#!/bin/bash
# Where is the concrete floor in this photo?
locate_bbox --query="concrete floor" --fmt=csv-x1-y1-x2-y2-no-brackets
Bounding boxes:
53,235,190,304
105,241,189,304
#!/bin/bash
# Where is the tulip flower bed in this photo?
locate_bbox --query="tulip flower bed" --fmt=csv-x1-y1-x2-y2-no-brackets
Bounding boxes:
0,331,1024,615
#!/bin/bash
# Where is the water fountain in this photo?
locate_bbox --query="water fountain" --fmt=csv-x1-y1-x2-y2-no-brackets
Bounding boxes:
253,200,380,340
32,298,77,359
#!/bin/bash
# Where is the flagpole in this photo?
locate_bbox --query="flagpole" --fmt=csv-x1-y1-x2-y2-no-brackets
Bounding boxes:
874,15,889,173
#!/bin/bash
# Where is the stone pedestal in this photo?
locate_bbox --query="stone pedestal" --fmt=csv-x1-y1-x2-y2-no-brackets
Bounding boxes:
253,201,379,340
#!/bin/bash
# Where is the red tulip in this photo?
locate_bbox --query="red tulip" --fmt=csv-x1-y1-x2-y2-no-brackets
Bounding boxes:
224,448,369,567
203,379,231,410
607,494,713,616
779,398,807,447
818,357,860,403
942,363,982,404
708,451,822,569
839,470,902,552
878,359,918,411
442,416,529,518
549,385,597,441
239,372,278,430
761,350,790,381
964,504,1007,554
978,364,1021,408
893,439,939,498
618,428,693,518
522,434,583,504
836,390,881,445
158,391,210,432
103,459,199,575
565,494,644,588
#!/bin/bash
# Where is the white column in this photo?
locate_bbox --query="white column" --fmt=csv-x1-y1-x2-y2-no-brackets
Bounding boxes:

WHAT YOU HAVE TO DO -
Please give everything from the start of the material up to and including the line that contains "0,331,1024,615" as a numbered list, leaving out any blank lines.

SOLUTION FOR THIS TASK -
1. #!/bin/bash
2. # Where is the concrete floor in this photo?
3. locate_bbox --query="concrete floor" --fmt=csv-x1-y1-x2-y2-no-brackets
4. Bounding boxes:
5. 53,235,190,304
6. 105,241,189,304
7. #!/bin/bash
8. # Where is the tulip flower bed in this photo?
9. locate_bbox --query="tulip flower bed" --fmt=csv-x1-y1-x2-y2-no-brackets
10. Bounding boxes:
11. 0,331,1024,615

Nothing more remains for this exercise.